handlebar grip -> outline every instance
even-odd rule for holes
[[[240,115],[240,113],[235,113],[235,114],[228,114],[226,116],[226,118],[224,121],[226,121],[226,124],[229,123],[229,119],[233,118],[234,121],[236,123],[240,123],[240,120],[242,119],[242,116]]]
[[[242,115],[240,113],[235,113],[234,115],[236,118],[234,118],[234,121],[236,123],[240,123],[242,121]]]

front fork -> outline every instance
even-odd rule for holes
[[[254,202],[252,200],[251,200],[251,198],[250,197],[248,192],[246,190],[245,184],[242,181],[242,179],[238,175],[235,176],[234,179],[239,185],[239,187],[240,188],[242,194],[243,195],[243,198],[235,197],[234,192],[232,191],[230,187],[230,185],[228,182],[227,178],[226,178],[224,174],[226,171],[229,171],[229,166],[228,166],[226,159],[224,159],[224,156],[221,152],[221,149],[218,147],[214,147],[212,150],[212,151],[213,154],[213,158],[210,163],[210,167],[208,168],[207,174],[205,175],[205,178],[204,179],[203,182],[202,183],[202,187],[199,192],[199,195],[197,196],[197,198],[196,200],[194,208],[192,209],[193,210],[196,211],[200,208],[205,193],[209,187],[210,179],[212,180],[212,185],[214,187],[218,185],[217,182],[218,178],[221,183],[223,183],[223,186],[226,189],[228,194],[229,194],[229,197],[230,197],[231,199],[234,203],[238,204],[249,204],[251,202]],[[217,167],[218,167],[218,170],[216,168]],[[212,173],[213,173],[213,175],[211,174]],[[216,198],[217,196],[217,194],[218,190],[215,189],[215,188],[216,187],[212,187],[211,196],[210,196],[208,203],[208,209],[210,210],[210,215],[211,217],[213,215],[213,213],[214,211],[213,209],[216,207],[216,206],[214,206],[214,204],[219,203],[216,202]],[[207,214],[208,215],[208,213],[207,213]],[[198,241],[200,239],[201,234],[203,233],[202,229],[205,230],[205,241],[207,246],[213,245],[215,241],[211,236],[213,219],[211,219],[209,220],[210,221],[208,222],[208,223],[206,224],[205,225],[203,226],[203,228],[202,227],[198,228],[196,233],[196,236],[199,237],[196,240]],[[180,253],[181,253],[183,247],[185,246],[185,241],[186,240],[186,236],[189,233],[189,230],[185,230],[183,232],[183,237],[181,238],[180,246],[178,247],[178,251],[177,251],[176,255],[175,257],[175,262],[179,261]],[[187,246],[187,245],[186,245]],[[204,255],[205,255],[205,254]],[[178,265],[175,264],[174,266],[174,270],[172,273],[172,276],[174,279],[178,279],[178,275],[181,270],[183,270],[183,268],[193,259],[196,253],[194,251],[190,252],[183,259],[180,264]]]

--------------------------------------------------

Description of the task
Copy out the full material exactly as it appears.

Problem solution
handlebar grip -> outline every instance
even-odd rule for holes
[[[240,115],[240,113],[235,113],[235,114],[228,114],[226,116],[226,118],[224,121],[226,121],[226,124],[229,123],[229,119],[233,118],[234,121],[236,123],[240,123],[240,120],[242,119],[242,116]]]
[[[242,115],[240,113],[235,113],[234,115],[236,118],[234,118],[234,121],[236,123],[240,123],[242,121]]]

front fork -> outline every instance
even-odd rule for holes
[[[254,202],[252,200],[251,200],[251,198],[250,197],[248,192],[246,190],[245,184],[242,181],[242,179],[238,175],[235,176],[234,179],[239,185],[239,187],[240,188],[242,194],[243,195],[243,198],[235,197],[234,192],[232,191],[230,187],[230,185],[228,182],[227,178],[226,178],[224,174],[226,171],[229,171],[229,166],[228,166],[226,159],[224,159],[224,156],[221,152],[221,149],[218,147],[214,147],[212,150],[212,151],[213,154],[213,158],[210,163],[210,167],[208,168],[207,174],[205,175],[205,178],[204,179],[203,182],[202,183],[202,187],[199,192],[199,195],[197,196],[197,198],[196,200],[194,208],[192,209],[193,210],[196,211],[200,208],[205,193],[209,187],[210,179],[212,180],[212,185],[214,187],[218,185],[217,182],[218,178],[221,183],[223,183],[223,186],[226,189],[228,194],[229,194],[229,197],[230,197],[231,199],[234,203],[238,204],[249,204],[251,202]],[[217,167],[218,167],[218,170],[216,168]],[[212,173],[213,173],[213,175],[211,174]],[[216,198],[217,196],[217,194],[218,190],[215,189],[215,188],[216,187],[212,187],[211,196],[210,196],[208,203],[208,209],[210,210],[210,215],[211,217],[213,215],[213,213],[214,211],[213,209],[216,207],[216,206],[214,206],[214,204],[219,203],[216,202]],[[207,214],[208,215],[208,213],[207,213]],[[198,241],[200,239],[201,234],[203,233],[202,229],[205,230],[205,241],[207,246],[213,245],[215,241],[211,236],[213,219],[211,219],[209,220],[210,221],[208,222],[208,223],[206,224],[205,225],[203,226],[203,228],[202,227],[198,228],[196,233],[196,236],[199,237],[196,240]],[[180,253],[181,253],[183,247],[185,246],[185,241],[186,240],[186,236],[189,233],[189,230],[185,230],[183,232],[183,237],[181,238],[180,246],[178,247],[178,251],[177,251],[176,255],[175,257],[175,262],[179,261]],[[187,246],[187,245],[186,245]],[[204,255],[205,255],[205,254]],[[178,265],[175,264],[174,266],[174,270],[172,273],[172,276],[174,279],[178,279],[178,275],[181,270],[183,270],[183,268],[193,259],[196,253],[194,251],[190,252],[183,259],[180,264]]]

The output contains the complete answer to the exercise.